- _Aufgabe_
Kopiere die Zeilen der Auflistung wortgetreu, von der Zeile mit „Task: place one point on each instance of the wood grain“ bis zum Ende der Auflistung, beide Enden eingeschlossen.

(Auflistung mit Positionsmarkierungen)
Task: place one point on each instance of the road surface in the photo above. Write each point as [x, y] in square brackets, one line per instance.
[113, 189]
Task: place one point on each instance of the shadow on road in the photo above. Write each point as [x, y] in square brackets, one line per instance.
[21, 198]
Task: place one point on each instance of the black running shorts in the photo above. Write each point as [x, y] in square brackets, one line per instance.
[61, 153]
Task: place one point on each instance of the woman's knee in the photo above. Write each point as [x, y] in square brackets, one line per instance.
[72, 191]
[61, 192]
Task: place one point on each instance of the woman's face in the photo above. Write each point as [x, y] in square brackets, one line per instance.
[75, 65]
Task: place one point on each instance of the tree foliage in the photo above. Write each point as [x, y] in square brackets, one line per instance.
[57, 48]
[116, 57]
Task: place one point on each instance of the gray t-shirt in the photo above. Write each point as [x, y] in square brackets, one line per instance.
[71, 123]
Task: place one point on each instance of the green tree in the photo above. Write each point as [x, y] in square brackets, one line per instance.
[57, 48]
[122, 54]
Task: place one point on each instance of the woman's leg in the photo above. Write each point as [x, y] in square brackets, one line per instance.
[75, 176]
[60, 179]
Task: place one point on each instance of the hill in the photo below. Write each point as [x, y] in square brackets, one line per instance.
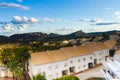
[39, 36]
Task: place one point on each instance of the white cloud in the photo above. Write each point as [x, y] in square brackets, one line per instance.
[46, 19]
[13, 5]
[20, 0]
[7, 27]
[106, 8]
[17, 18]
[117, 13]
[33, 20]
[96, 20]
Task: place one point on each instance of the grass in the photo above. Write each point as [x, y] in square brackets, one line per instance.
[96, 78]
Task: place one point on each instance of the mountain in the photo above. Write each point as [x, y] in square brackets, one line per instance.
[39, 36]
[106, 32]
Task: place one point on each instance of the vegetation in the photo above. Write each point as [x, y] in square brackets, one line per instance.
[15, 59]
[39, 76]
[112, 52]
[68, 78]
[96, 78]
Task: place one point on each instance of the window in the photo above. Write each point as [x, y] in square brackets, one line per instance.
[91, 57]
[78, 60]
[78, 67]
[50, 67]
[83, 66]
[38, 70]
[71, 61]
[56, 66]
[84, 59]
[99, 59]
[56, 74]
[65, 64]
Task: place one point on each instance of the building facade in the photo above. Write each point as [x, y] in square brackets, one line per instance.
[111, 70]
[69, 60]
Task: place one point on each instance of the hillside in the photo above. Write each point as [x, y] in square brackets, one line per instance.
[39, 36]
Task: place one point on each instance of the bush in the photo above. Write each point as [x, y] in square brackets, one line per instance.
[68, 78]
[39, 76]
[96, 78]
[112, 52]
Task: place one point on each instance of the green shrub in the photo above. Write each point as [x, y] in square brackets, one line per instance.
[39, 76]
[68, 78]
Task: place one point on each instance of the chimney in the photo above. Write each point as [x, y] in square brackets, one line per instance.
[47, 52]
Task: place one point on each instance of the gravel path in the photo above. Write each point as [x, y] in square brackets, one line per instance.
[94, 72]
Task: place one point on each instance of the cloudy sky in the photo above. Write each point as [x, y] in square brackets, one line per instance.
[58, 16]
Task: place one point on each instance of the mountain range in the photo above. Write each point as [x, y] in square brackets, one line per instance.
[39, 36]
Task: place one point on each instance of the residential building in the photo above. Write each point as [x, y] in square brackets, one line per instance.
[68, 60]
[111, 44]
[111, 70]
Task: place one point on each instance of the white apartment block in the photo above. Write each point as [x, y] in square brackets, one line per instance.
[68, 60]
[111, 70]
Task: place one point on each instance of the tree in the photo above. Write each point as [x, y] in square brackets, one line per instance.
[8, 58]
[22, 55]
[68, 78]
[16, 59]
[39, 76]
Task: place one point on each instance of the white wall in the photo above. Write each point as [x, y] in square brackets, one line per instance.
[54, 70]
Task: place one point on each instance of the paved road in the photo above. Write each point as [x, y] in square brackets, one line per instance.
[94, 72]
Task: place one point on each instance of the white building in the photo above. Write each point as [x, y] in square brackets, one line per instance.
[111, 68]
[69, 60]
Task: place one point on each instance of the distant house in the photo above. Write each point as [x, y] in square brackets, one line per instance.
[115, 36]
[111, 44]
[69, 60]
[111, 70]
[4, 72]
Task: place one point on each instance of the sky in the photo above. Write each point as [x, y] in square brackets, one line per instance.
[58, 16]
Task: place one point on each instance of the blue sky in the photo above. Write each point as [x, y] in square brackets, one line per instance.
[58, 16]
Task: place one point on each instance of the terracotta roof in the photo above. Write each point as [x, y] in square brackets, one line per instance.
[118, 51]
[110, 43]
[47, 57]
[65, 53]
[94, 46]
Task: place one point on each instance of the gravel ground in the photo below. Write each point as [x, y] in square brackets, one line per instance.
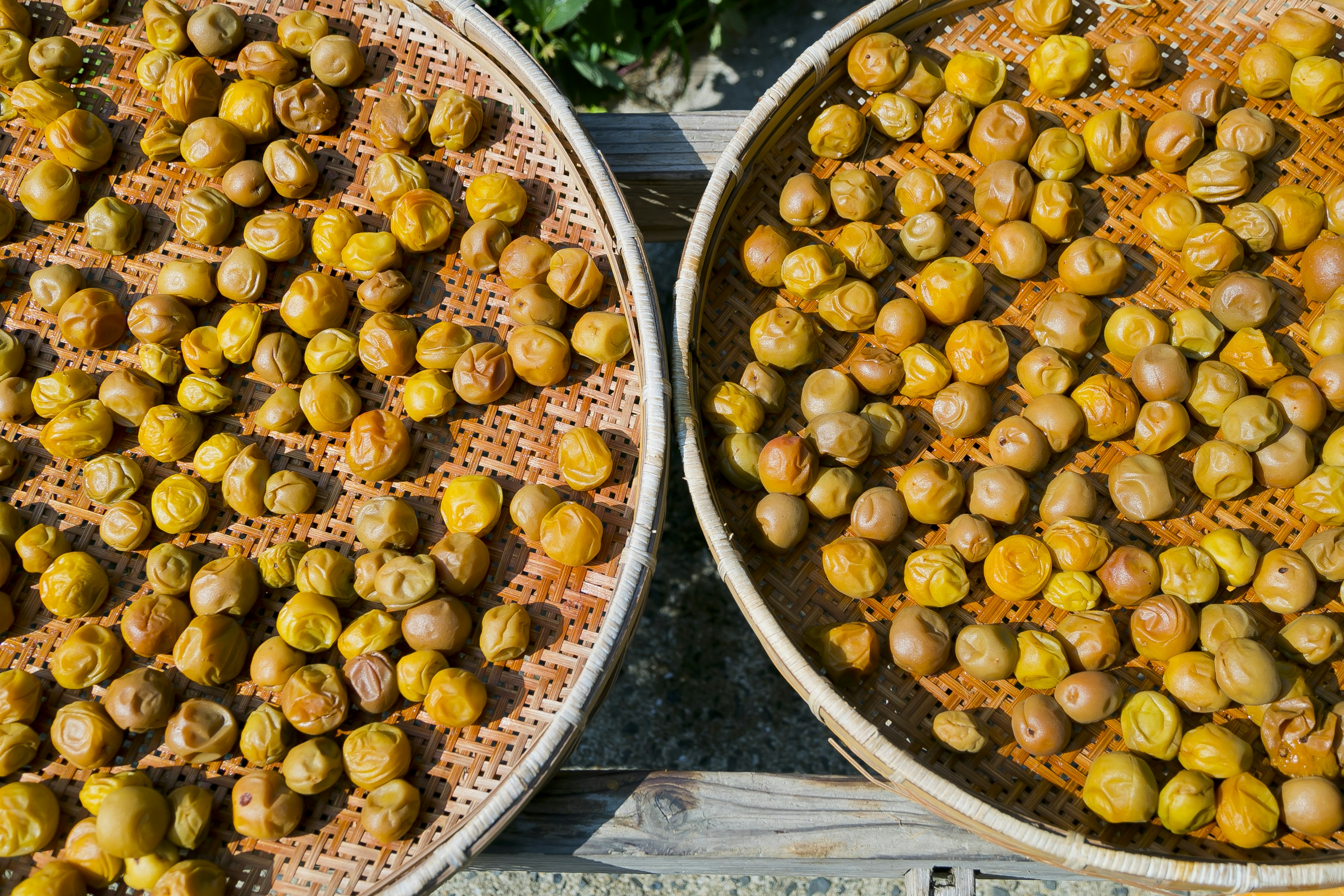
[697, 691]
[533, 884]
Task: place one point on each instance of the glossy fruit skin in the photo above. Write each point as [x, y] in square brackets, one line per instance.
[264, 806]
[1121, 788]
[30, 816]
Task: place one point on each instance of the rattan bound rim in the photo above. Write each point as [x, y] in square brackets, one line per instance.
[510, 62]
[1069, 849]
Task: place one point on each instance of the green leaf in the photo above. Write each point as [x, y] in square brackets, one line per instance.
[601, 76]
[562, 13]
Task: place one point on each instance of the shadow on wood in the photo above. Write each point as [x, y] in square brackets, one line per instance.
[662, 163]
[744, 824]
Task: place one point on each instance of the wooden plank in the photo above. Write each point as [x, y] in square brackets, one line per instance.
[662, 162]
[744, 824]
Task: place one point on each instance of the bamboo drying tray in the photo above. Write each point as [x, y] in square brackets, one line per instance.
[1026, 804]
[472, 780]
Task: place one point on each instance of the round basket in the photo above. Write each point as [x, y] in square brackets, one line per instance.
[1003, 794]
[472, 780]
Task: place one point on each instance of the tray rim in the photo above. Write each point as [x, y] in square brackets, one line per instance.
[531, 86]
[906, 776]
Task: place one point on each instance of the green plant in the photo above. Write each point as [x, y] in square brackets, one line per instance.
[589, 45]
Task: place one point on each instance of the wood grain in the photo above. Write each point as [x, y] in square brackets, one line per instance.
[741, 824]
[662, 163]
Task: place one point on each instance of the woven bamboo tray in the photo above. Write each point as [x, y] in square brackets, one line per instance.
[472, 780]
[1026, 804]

- _Antwort_
Task: place one point on each instance of the wood grain in the photo above. Write each point as [x, y] in square brackets, one line per instance.
[741, 824]
[662, 163]
Task: place one point on each instance of the woven bamboo tray in the photo above. Write each point as [x, y] in square brackets, one line per instance.
[472, 780]
[1026, 804]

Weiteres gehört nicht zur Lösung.